**What you are asked to do**
Please reproduce the lines below word for word, from the first line through the line containing "positive clicks: (186, 244) (231, 258)", including both of those lines. Omit the pictures from your answer.

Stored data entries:
• • • • •

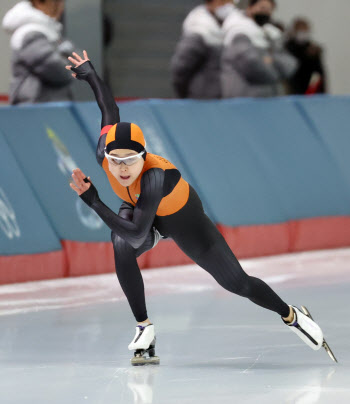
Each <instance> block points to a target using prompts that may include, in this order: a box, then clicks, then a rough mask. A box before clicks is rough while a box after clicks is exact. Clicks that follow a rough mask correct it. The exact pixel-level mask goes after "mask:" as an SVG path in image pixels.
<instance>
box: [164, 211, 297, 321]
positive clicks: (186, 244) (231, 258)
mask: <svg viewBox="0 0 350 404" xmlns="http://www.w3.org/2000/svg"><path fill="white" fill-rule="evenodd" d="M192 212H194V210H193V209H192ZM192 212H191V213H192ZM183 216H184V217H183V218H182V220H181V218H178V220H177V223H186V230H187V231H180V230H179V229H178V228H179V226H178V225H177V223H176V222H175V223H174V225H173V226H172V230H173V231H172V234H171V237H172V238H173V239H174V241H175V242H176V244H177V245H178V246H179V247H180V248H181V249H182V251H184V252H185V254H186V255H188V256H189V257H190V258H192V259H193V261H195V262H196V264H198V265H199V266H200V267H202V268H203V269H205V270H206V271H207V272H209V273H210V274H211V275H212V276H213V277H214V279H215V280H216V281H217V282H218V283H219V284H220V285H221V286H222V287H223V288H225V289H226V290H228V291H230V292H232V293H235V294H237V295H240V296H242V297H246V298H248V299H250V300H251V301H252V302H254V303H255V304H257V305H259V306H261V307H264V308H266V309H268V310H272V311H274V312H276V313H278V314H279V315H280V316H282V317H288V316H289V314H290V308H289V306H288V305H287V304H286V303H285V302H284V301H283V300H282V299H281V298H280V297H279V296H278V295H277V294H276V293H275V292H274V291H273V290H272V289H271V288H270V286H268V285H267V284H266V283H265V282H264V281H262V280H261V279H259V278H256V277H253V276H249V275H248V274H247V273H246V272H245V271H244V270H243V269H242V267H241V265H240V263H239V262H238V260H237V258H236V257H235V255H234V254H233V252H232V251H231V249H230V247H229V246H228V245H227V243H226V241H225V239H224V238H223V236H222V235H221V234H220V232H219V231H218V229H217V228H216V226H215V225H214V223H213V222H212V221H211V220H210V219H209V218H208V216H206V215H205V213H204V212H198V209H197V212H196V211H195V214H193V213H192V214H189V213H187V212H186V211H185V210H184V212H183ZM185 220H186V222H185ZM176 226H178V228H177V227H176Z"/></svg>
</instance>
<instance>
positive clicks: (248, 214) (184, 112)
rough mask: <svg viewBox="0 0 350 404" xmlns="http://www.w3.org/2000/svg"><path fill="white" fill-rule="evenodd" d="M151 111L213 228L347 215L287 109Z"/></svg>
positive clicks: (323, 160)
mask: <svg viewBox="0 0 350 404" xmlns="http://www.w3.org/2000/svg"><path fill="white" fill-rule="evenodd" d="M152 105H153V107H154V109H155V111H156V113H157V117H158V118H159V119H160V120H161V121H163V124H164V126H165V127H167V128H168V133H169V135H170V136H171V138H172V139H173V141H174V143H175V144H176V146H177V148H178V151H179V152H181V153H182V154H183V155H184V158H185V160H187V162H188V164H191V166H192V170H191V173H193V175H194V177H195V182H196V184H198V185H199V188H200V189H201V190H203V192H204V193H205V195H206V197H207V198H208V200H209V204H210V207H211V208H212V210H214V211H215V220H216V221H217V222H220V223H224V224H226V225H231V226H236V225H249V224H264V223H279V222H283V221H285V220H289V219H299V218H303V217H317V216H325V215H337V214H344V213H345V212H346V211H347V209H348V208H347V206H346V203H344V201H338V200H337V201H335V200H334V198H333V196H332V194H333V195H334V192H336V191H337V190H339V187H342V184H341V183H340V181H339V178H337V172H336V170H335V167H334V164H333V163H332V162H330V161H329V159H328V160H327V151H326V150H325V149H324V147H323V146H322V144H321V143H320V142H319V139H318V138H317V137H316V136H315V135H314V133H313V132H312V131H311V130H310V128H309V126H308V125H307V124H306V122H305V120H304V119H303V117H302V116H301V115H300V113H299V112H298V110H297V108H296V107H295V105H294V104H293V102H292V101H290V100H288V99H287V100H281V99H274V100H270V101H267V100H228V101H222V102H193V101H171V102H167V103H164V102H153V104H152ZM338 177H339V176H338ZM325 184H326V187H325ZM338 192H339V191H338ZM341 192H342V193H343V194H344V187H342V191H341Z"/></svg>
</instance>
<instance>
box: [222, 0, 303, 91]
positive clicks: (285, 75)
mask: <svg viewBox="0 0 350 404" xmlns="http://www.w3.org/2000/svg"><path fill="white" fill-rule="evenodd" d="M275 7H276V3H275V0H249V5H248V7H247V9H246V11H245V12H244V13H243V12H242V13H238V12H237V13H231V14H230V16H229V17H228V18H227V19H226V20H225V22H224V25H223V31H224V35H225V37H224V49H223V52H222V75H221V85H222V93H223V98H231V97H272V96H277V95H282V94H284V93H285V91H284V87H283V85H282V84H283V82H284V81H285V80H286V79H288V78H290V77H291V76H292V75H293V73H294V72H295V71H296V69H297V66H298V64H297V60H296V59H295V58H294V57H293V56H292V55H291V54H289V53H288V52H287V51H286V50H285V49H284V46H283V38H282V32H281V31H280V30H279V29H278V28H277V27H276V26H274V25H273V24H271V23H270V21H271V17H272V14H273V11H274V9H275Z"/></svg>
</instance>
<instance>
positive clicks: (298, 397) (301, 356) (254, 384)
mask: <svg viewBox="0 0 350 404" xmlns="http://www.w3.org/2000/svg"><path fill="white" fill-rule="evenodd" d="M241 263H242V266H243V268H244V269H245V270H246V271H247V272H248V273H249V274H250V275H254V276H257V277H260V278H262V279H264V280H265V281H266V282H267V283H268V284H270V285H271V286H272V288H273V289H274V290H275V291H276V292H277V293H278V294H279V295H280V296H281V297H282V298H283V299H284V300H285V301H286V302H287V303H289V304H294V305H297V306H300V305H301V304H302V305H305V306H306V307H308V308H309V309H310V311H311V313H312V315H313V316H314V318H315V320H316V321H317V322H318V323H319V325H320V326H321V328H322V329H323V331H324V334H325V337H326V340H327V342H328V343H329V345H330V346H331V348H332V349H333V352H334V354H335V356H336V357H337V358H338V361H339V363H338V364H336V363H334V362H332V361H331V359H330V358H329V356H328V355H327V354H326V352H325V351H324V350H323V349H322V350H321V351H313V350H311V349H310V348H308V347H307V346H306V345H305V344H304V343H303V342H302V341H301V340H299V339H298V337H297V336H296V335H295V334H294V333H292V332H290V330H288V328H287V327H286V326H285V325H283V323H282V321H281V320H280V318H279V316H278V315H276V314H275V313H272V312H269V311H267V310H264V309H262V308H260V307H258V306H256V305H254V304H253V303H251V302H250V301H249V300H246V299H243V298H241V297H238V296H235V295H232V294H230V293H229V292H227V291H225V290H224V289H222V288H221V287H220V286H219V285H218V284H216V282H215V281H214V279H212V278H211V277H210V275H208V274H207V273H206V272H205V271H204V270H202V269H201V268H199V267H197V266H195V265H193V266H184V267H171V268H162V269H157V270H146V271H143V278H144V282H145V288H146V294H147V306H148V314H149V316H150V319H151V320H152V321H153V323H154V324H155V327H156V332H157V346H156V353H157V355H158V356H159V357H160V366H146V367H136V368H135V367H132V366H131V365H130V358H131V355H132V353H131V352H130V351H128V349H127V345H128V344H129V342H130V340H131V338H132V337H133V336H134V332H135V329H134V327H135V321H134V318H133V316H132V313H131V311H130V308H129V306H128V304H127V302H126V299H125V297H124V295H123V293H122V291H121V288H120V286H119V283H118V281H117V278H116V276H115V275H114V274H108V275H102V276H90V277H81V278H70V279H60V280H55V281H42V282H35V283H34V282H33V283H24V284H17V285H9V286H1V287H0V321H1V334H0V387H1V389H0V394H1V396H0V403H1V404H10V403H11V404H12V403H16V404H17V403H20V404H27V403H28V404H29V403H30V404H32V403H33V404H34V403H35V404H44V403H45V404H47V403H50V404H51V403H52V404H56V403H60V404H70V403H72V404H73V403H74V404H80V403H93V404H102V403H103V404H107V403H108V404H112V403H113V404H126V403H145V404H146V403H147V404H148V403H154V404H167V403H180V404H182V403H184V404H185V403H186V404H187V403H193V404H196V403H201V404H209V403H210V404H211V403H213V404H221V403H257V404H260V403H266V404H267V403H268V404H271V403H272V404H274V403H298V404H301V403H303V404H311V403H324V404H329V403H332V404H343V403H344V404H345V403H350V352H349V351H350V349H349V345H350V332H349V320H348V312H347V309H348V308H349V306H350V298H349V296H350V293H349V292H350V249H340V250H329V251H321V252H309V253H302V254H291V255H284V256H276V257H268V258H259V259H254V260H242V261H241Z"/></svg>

• • • • •

**Response area**
Each <instance> block points to a target using prompts that may include, in this order: a box, then clicks, then a rough mask. A box before clicks is rough while a box after clicks is exact. Clicks that follow a rough mask correct it. The exact pixel-level mask goes after "mask:" as an SVG path in image pixels.
<instance>
box: [164, 211, 297, 321]
positive clicks: (186, 244) (231, 258)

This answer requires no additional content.